Direction >>
Retype the line in which "Please point out the truck shadow" appears, then every line after it until the records end. Leave out the pictures.
___ Material for this exercise
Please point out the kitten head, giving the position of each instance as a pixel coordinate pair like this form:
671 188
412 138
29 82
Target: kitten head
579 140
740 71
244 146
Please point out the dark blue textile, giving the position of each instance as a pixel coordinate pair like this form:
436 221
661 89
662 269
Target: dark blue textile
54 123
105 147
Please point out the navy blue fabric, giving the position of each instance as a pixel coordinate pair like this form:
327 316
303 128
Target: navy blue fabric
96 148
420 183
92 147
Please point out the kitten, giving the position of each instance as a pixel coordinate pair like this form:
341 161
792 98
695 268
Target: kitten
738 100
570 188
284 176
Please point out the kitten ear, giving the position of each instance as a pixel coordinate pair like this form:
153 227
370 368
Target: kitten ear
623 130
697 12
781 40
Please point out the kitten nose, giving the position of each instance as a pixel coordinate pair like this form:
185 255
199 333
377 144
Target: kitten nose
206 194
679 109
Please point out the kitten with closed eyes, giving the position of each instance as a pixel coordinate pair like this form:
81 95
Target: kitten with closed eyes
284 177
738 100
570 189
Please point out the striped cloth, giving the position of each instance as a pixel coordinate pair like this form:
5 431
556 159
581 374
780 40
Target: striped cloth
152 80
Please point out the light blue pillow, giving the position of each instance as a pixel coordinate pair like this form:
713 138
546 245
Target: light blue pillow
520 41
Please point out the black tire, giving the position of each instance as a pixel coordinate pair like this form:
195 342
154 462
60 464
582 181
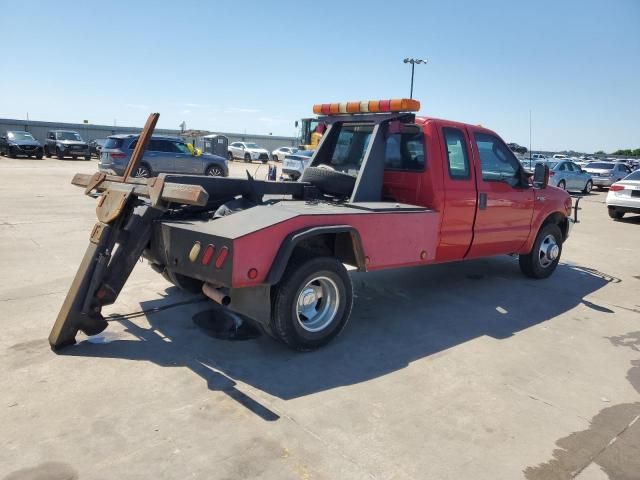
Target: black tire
187 284
214 171
142 171
292 327
614 213
537 264
329 181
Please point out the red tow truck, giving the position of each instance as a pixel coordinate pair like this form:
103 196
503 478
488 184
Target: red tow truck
385 189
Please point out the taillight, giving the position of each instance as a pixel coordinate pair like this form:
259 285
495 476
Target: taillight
222 256
208 254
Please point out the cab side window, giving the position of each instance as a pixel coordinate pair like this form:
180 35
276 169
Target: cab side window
405 150
457 156
497 161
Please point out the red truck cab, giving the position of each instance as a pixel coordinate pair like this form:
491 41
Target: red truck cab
384 189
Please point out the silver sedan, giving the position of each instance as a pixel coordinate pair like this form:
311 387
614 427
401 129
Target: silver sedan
567 175
624 196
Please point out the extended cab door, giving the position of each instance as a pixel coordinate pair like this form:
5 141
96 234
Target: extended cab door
460 196
505 200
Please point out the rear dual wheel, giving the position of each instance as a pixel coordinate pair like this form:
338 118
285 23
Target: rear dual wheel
312 303
545 254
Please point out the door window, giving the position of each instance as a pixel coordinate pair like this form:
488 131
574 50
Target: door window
456 153
497 161
179 147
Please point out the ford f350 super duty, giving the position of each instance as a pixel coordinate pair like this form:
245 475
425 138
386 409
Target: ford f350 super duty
385 189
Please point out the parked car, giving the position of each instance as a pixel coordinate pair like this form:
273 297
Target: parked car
605 174
16 143
66 143
95 146
624 196
163 155
248 152
517 148
279 154
569 176
293 165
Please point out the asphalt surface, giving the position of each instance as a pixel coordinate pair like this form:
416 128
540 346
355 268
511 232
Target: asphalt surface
458 371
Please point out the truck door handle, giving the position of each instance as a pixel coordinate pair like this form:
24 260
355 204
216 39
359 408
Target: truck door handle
482 201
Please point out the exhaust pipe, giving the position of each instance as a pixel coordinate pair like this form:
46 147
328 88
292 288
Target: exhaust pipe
215 294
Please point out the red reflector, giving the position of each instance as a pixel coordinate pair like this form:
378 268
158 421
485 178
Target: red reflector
222 256
208 254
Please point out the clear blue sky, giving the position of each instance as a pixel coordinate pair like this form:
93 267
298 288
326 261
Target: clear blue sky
259 66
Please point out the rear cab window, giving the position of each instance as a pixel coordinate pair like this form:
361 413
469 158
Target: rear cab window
457 156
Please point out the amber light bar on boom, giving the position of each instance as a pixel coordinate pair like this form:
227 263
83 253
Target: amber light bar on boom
367 106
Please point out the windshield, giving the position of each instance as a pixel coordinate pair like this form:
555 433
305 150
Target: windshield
606 166
20 136
633 176
68 136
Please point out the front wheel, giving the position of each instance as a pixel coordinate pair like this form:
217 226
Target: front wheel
312 303
545 254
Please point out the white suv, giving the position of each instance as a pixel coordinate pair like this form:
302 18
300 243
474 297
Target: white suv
248 152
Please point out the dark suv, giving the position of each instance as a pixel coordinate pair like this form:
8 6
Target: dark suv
163 155
16 142
66 143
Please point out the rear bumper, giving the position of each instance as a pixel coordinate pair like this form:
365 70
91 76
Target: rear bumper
603 182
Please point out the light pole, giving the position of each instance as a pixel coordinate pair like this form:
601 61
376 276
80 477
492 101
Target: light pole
413 62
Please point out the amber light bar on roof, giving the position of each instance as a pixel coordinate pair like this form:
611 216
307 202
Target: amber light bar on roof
367 106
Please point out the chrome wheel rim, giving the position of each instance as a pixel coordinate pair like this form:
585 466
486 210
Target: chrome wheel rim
548 252
141 172
317 304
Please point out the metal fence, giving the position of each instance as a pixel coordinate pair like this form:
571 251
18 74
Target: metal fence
90 132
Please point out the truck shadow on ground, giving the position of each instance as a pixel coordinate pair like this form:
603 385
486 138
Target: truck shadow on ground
399 316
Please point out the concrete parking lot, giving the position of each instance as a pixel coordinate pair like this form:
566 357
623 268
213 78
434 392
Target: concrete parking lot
459 371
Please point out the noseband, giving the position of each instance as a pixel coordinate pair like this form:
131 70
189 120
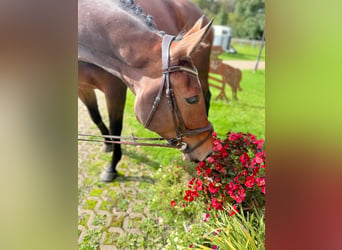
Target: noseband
180 128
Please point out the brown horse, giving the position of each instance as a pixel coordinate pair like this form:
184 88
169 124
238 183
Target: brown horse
118 47
230 75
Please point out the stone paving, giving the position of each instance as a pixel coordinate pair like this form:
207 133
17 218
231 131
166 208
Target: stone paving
107 211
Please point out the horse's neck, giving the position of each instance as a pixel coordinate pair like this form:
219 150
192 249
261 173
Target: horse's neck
______
Answer to this problem >>
Please point out the truck shadow on ground, giving the position of each instance as a pixel coordinate pair like this form:
603 385
486 138
Target: truck shadow on ground
399 316
Please point out the concrete parking lot, giving the position of each instance as a pixel coordinate pair like this form:
566 357
623 268
213 78
434 392
Target: concrete parking lot
459 371
Please point out the noseband, giving the position of each instance as a pixel coordinate pair like this form:
131 70
189 120
Target: noseband
180 128
Please point out the brown horse, giving the position of each instance as a pixel coordinate pair like this form:
184 88
169 124
238 183
Target: brown horse
118 47
230 75
Please point out the stone paving, giving the position of each instance as a pixel coordinate pair like this form:
207 133
17 218
231 131
166 208
Target: stone paving
107 211
Please point out the horse's neck, giving the position of each instance as a pixel coordinate pair like this form:
219 150
192 249
261 173
Target: horse's neck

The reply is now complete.